[COMPITO 1]
Estrai dal testo selezionato il passo compreso tra "Proprio per ottenere" e "è ancora lunga.", estremi inclusi.
[COMPITO 2]
Secondo il testo selezionato, a quale scopo si dovrà ripetere l'esperimento su pazienti che non conoscono il trattamento assegnato?

Proprio per ottenere ulteriori dati clinici, l’Irccs di Venezia intende ora proseguire le indagini iniziate. L’obiettivo è di definire una “mappa cerebrale”, di individuare cioè le aree del cervello in cui la stimolazione risulta più efficace, e di documentare con neuroimmagini quali cambiamenti avvengano all’interno della corteccia prefrontale dorsolaterale. Inoltre si dovrà ripetere l’esperimento su pazienti che non siano a conoscenza del trattamento assegnato (tecnicamente si parla di studio clinico in “doppio cieco”), per evitare eventuali effetti placebo. Finora i risultati sono promettenti, ma la strada da fare è ancora lunga.

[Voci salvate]

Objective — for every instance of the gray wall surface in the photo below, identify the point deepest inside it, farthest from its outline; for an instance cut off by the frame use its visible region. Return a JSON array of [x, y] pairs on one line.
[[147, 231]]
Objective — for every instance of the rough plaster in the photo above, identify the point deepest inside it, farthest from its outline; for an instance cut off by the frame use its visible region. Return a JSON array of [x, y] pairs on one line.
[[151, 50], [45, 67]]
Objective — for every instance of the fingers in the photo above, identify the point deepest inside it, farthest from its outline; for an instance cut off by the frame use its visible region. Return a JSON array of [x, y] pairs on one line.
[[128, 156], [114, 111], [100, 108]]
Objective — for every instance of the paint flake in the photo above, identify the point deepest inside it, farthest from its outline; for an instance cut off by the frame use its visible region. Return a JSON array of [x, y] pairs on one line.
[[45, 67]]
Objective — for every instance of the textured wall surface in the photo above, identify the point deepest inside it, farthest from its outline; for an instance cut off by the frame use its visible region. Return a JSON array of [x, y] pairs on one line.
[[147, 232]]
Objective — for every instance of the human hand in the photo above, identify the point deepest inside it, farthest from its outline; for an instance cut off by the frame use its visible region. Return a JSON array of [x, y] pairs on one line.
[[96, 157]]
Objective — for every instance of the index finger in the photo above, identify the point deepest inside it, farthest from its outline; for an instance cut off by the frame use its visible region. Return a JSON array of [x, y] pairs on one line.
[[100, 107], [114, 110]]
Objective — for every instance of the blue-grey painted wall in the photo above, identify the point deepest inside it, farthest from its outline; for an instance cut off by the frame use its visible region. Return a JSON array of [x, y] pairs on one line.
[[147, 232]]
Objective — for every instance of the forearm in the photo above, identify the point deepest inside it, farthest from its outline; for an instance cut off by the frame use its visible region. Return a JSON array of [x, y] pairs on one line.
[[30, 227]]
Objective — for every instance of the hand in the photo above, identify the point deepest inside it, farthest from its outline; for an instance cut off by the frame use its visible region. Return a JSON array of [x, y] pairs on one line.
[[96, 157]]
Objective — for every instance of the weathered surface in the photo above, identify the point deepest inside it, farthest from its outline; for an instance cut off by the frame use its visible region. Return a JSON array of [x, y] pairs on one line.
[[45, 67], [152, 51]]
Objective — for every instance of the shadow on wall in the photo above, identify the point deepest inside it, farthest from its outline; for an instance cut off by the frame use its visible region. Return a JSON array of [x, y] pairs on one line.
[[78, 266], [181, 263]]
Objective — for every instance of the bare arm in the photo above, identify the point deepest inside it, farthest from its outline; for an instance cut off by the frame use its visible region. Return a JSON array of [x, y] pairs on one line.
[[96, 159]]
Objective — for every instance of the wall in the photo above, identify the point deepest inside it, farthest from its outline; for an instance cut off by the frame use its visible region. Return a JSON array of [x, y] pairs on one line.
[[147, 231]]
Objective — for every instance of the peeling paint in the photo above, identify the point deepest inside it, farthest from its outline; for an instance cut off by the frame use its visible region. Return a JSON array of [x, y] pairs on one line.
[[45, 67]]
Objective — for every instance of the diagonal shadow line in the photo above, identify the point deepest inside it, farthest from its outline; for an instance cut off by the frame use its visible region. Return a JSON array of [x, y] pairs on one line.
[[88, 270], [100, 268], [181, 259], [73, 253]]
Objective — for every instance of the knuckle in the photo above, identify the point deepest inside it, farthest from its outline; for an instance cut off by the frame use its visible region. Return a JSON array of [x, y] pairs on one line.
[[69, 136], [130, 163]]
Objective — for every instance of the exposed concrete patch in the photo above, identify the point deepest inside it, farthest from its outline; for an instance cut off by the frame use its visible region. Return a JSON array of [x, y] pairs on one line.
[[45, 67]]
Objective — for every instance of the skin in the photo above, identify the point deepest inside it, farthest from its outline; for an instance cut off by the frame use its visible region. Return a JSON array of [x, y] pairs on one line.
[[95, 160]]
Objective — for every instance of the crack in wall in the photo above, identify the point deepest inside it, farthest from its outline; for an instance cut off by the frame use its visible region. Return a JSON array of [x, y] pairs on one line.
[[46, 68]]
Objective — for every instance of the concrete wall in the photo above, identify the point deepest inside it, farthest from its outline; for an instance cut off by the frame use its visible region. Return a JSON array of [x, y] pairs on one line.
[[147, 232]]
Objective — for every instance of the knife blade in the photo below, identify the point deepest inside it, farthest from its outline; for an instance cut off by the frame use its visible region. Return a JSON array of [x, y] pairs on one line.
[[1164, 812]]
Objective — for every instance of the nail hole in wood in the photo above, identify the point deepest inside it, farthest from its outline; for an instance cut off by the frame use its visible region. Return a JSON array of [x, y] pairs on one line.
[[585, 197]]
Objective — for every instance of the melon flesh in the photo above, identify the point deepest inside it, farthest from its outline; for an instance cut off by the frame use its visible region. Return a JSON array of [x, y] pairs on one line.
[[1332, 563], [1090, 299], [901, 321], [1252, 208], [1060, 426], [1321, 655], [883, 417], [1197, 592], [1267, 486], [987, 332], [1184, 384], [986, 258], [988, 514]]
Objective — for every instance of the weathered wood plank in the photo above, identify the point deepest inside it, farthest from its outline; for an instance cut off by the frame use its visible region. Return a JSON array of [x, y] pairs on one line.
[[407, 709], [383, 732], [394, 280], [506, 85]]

---

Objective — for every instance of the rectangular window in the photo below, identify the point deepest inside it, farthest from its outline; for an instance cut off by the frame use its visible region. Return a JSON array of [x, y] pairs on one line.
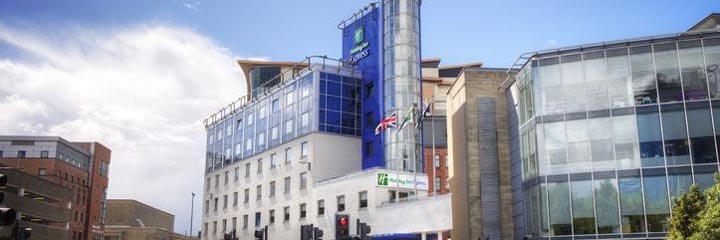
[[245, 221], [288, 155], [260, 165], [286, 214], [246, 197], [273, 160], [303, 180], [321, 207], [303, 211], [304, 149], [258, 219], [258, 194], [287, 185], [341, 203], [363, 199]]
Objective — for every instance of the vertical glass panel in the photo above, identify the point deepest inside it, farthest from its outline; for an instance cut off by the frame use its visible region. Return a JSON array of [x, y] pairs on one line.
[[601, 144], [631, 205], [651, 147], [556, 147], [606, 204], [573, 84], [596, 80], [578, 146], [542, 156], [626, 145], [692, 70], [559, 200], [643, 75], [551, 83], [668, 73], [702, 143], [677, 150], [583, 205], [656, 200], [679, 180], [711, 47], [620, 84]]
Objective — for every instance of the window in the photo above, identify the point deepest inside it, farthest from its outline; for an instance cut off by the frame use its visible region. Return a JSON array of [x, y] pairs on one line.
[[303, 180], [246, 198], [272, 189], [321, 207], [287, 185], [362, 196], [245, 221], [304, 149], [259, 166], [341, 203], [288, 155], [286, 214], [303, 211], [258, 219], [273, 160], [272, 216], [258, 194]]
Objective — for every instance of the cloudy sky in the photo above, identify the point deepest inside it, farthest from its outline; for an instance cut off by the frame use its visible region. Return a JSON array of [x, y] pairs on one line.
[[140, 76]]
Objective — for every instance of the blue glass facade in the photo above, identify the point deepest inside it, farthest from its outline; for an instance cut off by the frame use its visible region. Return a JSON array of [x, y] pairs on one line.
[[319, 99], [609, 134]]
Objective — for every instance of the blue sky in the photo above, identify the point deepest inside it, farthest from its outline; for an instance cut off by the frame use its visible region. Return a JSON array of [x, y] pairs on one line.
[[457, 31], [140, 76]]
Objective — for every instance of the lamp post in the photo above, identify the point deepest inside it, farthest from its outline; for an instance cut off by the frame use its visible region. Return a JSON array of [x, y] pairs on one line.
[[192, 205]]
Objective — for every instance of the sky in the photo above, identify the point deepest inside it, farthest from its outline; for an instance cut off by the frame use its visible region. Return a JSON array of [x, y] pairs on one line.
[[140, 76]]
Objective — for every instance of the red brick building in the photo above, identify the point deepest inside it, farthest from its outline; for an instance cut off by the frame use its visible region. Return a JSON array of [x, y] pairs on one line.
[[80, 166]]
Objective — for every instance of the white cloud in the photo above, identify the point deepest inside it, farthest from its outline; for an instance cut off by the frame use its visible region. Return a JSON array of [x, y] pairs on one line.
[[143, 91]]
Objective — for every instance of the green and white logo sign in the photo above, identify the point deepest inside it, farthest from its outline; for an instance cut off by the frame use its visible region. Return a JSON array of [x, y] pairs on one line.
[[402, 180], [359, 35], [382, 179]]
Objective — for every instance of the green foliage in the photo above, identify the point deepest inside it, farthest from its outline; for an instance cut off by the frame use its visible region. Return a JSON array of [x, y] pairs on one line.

---

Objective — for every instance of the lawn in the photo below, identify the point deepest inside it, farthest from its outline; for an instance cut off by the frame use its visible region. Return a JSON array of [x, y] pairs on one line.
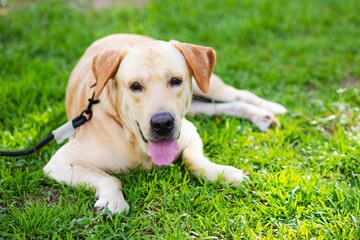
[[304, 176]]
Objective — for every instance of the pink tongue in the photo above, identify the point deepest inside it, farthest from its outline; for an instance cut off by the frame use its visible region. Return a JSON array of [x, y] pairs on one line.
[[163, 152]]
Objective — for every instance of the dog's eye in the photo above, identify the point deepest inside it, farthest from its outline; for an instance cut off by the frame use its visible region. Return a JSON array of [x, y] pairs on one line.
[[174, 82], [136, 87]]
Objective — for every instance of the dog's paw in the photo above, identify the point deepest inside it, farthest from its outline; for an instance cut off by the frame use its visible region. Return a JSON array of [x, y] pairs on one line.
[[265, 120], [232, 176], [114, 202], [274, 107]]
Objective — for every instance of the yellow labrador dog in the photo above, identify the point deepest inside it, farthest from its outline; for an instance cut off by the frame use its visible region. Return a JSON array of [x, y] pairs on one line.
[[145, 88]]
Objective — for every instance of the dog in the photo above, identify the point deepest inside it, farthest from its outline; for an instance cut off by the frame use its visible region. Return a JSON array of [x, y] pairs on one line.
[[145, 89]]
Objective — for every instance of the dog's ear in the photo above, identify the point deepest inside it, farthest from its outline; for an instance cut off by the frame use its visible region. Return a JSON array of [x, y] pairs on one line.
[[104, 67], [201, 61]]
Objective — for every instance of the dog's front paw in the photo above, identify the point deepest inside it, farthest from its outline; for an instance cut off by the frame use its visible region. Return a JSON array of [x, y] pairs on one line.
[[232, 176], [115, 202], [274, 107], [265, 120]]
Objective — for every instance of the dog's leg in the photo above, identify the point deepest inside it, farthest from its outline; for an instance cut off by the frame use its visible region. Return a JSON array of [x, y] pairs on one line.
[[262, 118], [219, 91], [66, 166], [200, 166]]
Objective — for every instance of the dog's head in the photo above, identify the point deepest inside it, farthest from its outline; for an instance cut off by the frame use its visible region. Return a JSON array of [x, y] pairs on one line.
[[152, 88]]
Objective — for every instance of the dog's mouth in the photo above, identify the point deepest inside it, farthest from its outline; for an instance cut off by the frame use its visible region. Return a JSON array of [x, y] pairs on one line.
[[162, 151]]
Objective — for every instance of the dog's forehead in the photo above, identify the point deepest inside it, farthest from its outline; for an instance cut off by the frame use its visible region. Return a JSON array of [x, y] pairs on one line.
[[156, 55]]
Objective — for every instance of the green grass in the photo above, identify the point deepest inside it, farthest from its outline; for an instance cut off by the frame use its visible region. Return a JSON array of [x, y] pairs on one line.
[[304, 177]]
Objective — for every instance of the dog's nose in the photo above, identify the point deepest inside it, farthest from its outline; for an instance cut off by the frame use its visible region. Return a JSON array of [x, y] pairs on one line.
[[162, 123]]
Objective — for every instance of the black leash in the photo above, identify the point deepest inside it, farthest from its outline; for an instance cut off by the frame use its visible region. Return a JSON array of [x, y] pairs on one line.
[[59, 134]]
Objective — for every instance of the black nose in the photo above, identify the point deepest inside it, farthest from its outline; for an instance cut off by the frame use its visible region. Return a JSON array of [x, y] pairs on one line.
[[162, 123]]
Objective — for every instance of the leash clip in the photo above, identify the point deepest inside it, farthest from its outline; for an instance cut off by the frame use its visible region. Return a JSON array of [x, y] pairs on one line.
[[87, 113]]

[RISPOSTA SCRITTA 1]
Proprio per ottenere ulteriori dati clinici, l’Irccs di Venezia intende ora proseguire le indagini iniziate. L’obiettivo è di definire una “mappa cerebrale”, di individuare cioè le aree del cervello in cui la stimolazione risulta più efficace, e di documentare con neuroimmagini quali cambiamenti avvengano all’interno della corteccia prefrontale dorsolaterale. Inoltre si dovrà ripetere l’esperimento su pazienti che non siano a conoscenza del trattamento assegnato (tecnicamente si parla di studio clinico in “doppio cieco”), per evitare eventuali effetti placebo. Finora i risultati sono promettenti, ma la strada da fare è ancora lunga.

[RISPOSTA SCRITTA 2]
Per evitare eventuali effetti placebo.